What the task requires —
Report how many lines in the records below contain the string "eroded", counting case as significant. Give only the number.

Entries —
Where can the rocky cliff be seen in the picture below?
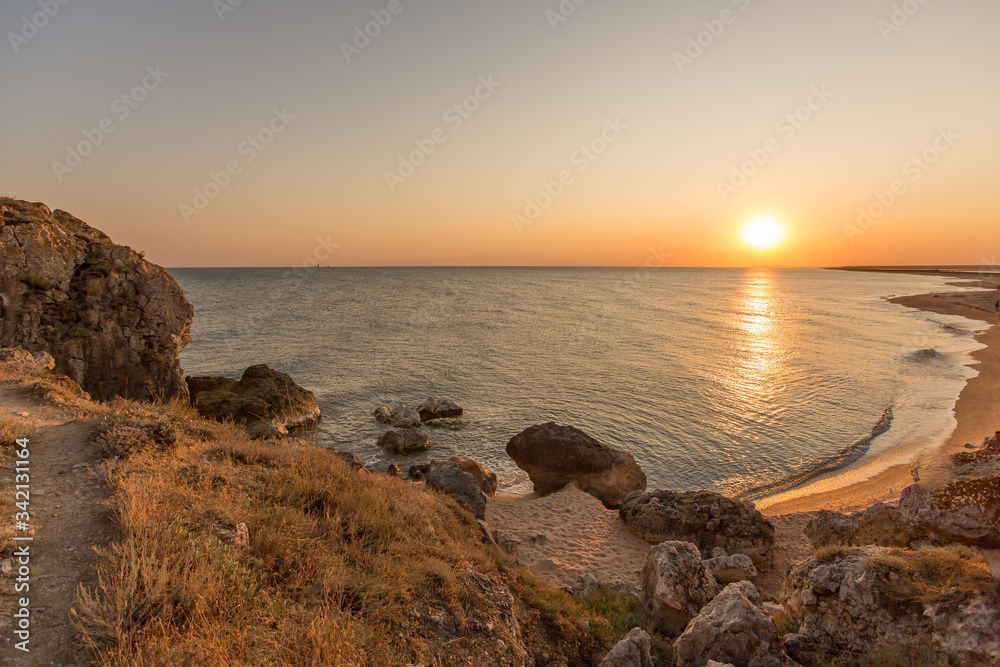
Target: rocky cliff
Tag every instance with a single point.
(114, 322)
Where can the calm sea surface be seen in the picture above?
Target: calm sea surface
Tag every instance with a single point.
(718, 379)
* * *
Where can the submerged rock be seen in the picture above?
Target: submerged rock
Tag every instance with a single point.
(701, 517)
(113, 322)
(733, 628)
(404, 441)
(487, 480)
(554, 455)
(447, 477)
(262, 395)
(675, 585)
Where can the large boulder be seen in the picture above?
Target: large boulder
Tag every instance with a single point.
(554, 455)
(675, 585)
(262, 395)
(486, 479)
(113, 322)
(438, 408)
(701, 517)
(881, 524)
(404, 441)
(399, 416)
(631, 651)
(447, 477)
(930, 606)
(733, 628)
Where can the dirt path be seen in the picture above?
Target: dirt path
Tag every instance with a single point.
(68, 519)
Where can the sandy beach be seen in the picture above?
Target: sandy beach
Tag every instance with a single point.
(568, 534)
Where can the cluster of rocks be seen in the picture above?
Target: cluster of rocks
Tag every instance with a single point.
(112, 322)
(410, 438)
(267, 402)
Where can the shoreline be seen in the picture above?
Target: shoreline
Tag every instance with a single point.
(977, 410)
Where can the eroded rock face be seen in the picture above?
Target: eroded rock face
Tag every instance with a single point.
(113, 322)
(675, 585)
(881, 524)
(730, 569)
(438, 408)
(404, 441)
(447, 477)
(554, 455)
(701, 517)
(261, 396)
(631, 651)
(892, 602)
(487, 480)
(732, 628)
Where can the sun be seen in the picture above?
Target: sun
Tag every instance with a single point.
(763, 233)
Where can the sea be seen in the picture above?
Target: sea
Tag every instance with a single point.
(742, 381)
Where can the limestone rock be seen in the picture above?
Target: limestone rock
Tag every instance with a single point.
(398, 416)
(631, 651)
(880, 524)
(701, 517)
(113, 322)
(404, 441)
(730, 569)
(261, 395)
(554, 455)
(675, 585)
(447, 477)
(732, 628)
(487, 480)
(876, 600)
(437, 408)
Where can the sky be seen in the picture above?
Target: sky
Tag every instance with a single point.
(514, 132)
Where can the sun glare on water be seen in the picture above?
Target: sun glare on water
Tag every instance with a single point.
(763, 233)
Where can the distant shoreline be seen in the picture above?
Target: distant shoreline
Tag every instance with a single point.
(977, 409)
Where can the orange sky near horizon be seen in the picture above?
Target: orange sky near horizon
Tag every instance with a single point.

Written answer —
2